▶ _DOCUMENT TEXT_:
☆ ☆ ☆ ☆ ☆

The new Senate health care repeal bill is the same as the old Senate bill, including the disastrous cuts, cost increases, and the millions who would lose their health insurance. The old bill is the most unpopular bill in three decades. The new bill shouldn’t stray far from the mark, given that it still:
- Slashes hundreds of billions of dollars from Medicaid and ends ACA’s expansion
- Hurts efforts to combat the opioid epidemic and could make it even worse
- Kicks millions of people off their health care plan
- Lets insurers charge older Americans 5 times more than younger Americans
- Increases out-of-pocket costs and makes people pay more for less
- Defunds Planned Parenthood and lets insurers offer plans that don’t cover maternity care
- Allows insurers to offer plans that don’t cover essential health benefits, such as prescription drugs, mental health and substance abuse treatment and pediatric care
- Looks out for the wealthy over lower and middle-income Americans
- Provides handouts to insurance companies
- Ends the ACA’s guaranteed protections for those with pre-existing conditions
Make no mistake: No tweaks, amendments or backroom deals can fix the immense harm that the Senate’s repeal bill will inflict on working Americans.
The bill includes a Ted Cruz proposal that experts say would plunge the individual market into a death spiral with middle-class families especially likely to bear the financial burden.
- The amendment would allow for “junk insurance” plans that cover very little while carrying higher out-pocket costs.
- Insurers would also likely increase premiums for those with pre-existing conditions who have more comprehensive plans.
Republicans want to ram this horrific bill through the Senate without sending the full bill to the Congressional Budget Office (CBO).
- Sen. John Thune suggested that Republicans may rely on the Tom Price-led-HHS, which has effectively been campaigning against the ACA to give its own score of the Cruz section, rather than get an independent, nonpartisan CBO estimate.
Republicans added funding for opioid abuse treatment, but this amount is still woefully inadequate and will not erase the massive damage done by the bill’s cuts to Medicaid.
- We have no assurances that these funds would even be required to help treat people losing coverage under the bill.

☆ ☆ ☆ ☆ ☆

▶ _DATA EXCERPTS_:
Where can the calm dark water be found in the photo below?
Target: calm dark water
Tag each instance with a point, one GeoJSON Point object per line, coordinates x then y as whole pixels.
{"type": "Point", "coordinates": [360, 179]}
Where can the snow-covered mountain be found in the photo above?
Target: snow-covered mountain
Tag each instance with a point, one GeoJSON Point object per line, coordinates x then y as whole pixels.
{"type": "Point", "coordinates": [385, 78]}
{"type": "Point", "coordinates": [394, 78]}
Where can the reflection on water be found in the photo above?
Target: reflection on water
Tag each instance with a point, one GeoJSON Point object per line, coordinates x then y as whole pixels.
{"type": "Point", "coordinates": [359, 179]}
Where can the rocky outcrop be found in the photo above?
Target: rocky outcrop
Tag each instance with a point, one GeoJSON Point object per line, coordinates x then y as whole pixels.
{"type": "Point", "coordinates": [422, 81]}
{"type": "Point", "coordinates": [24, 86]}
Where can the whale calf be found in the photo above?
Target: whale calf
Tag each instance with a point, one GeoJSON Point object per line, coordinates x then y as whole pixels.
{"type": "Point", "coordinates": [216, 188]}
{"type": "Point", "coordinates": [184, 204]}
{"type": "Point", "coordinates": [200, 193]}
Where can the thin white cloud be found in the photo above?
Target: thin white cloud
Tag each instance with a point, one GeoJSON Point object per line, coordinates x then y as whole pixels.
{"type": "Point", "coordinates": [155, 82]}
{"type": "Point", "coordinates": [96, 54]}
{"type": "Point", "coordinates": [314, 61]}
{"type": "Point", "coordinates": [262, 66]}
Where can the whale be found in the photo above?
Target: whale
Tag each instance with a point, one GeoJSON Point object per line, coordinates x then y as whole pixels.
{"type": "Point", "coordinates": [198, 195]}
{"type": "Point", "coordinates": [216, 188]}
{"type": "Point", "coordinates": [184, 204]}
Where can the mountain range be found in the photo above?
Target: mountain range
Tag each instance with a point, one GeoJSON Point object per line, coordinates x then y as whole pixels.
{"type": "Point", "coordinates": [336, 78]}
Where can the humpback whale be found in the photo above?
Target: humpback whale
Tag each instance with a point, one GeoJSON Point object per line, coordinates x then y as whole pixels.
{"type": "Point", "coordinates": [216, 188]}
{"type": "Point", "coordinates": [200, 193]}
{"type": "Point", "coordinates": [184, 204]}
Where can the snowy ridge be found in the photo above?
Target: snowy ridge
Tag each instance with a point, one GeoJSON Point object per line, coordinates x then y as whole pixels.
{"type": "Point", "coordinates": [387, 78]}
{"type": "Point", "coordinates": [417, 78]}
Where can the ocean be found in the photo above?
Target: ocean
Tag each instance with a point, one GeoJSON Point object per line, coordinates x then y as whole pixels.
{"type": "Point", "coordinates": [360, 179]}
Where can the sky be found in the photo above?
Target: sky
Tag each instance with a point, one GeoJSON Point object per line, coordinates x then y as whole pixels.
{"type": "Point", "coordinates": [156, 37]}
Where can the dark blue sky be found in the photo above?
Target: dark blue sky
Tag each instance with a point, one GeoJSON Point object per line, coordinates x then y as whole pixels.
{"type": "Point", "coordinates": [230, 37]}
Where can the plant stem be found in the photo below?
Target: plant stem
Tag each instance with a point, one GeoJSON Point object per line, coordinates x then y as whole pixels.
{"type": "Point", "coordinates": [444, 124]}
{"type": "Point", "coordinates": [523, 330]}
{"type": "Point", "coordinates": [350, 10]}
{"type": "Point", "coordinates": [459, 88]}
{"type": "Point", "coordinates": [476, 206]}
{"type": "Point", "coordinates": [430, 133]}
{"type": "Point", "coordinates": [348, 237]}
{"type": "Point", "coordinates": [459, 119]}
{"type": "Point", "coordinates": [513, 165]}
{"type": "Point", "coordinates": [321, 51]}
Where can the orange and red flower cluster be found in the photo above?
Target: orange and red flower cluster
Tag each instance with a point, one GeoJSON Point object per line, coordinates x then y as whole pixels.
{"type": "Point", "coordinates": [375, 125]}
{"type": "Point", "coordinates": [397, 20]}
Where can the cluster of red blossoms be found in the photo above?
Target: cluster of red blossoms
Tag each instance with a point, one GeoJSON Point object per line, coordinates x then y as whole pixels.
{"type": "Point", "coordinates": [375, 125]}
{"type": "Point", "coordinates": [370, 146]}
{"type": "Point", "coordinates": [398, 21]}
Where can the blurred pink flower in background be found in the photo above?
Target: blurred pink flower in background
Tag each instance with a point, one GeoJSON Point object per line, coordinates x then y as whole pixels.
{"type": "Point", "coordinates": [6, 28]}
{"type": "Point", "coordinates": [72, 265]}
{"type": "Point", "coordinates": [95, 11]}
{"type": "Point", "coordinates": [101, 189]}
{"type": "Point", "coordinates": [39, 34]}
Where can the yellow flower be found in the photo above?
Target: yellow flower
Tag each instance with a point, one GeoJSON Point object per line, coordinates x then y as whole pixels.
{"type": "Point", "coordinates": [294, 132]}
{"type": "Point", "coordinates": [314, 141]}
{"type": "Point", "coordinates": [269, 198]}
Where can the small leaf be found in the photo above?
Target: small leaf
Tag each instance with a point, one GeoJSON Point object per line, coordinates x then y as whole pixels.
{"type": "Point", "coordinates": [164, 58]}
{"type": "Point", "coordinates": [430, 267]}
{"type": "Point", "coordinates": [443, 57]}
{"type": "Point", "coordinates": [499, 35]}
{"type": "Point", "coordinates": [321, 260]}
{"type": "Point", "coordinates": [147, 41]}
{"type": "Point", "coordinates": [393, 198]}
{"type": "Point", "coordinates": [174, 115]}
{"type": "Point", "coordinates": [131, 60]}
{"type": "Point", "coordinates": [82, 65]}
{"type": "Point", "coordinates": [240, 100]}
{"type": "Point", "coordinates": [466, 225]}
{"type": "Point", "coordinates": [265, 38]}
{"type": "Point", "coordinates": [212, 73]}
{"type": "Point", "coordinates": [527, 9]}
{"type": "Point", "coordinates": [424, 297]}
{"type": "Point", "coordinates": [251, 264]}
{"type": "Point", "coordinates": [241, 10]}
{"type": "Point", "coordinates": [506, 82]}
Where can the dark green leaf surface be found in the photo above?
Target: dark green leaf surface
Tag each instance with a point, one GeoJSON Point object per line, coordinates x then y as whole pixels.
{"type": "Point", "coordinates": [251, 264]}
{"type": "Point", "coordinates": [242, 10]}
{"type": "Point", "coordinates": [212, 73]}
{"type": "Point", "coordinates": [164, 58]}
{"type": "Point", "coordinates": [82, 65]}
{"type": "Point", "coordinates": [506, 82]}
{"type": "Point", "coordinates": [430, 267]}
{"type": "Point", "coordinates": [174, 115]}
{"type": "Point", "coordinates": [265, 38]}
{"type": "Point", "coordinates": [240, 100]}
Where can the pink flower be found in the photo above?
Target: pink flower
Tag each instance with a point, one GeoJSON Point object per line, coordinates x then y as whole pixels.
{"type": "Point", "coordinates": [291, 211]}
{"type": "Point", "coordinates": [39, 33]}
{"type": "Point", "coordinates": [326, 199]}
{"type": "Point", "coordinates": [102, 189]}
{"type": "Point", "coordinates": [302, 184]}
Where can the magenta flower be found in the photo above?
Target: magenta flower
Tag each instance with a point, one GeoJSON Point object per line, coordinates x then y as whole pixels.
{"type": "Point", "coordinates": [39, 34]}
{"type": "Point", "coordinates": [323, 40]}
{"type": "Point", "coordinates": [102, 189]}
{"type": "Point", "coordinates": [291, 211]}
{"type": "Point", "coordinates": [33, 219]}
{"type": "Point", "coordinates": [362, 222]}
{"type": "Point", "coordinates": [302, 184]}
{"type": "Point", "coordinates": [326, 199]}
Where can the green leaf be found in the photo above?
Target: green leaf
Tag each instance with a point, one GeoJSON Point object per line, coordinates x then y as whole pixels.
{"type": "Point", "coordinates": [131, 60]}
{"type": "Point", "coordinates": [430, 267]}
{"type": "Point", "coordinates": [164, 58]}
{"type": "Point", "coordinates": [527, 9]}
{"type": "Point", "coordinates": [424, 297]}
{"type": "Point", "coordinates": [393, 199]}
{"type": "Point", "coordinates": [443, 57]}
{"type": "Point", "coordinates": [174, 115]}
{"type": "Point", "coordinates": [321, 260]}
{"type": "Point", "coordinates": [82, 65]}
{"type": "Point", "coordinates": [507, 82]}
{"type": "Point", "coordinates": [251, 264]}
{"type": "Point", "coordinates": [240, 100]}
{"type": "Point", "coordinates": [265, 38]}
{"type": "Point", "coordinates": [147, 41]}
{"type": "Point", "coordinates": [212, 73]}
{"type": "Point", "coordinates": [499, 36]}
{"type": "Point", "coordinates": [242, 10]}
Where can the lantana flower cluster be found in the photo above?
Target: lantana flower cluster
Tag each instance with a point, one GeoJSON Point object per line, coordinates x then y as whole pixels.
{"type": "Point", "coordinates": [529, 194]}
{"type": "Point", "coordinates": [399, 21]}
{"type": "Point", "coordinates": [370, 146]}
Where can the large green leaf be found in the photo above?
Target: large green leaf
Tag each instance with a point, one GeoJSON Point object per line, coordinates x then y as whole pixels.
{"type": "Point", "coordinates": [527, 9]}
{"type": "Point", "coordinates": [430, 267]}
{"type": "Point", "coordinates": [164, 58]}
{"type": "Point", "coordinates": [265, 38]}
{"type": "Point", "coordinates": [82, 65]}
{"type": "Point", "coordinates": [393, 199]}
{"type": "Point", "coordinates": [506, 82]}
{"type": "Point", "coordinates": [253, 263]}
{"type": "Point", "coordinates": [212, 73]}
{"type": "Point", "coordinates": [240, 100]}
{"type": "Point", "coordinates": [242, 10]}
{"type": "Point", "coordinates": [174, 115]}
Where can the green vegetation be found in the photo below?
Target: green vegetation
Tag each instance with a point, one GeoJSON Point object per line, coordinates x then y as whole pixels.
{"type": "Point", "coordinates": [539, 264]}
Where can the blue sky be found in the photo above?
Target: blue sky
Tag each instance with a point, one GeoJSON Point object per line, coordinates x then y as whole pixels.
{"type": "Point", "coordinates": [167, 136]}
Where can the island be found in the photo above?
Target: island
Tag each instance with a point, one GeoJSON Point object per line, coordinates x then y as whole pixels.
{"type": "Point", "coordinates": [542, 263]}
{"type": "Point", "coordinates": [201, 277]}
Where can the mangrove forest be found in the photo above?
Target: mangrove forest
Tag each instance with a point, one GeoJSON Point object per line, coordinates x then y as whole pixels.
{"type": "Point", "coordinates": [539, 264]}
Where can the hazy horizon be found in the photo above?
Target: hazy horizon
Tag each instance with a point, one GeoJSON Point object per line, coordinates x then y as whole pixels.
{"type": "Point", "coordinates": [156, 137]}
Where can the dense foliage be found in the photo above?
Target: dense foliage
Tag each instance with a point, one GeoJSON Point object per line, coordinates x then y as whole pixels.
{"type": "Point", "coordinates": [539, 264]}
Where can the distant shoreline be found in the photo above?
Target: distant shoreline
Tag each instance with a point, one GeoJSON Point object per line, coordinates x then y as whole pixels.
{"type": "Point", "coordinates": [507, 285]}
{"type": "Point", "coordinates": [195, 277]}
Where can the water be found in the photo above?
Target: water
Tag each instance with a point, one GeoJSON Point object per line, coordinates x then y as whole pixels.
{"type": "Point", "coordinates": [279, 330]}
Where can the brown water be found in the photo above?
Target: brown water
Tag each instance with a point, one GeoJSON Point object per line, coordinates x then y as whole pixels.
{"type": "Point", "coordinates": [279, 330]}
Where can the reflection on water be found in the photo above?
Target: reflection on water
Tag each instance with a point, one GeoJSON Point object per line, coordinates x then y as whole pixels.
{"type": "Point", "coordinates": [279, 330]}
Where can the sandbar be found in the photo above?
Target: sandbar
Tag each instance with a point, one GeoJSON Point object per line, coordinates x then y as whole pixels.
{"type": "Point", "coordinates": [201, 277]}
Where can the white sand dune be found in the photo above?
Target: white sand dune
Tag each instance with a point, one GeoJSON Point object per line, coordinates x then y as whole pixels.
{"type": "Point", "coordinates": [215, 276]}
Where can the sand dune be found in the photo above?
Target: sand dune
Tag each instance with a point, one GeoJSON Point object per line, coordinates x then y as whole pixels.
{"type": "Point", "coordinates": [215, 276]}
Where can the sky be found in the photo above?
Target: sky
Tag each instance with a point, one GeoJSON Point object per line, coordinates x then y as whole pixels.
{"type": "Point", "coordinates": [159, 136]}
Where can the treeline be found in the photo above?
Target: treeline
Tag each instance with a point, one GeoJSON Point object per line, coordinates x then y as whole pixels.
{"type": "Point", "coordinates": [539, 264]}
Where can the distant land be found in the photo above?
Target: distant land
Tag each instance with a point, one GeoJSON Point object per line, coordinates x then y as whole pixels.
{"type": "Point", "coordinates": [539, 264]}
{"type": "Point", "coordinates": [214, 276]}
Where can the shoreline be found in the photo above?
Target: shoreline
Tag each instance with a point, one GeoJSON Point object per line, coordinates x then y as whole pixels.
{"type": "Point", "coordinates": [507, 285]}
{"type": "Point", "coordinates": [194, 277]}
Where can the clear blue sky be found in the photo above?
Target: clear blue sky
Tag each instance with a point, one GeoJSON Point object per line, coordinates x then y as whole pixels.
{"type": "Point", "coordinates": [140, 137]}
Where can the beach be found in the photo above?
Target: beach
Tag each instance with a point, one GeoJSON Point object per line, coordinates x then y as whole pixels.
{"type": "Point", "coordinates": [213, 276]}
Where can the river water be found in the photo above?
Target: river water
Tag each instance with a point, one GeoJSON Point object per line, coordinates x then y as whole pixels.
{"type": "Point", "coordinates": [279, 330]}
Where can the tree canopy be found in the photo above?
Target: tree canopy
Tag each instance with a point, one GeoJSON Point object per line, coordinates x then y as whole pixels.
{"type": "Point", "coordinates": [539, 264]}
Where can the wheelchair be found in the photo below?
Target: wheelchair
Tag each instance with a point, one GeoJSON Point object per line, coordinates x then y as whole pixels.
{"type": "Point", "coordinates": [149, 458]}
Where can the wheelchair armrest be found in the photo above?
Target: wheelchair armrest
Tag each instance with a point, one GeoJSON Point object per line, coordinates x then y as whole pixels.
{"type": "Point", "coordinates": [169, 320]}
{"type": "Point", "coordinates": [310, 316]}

☆ ☆ ☆ ☆ ☆

▶ _TASKS TO CARRY OUT_:
a) In the text on the Senate health care repeal bill, how much more does the bill let insurers charge older Americans than younger Americans?
b) Continue the text on the Senate health care repeal bill from the point where it stops.

▶ _RESULTS OF THE TASKS_:
a) Five times more.

b)
The revised Senate bill still benefits the wealthy at the expense of middle-and low-income Americans by allowing funds from a person’s tax advantaged health savings account to pay for their premiums. This does very little for people living paycheck to paycheck while disproportionately benefiting high-income earners.
- The GOP is expected to allow funds from a person’s tax-free health saving account to pay for their premiums. This does very little for people living paycheck to paycheck
- HSAs disproportionately benefit high-income earners.
This bill practically breaks every major promise Trump and the GOP have made on health care.
- Broken promises: Protecting Medicaid. Providing health care for everyone with lower premiums. Protecting pre-existing conditions.
- If Senators like Murkowski, Portman, Heller and Capito couldn’t vote for the original Senate bill due to the pain it would inflict on their constituents, they certainly can’t vote for this revised version either. Nothing can fix the massive coverage losses, devastating cuts to Medicaid, or the gutting of protections for those with pre-existing conditions under this repeal effort.
Mitch McConnell is delaying Senate recess for two weeks to give the GOP more time to concoct and pass their repeal bill. Senators are smelling the fumes of the jets sitting on runways to take them and their families on planned vacations — McConnell knows how to put the pressure on. Now is absolutely the time to keep our foot on the gas and the pressure on Senate Republicans.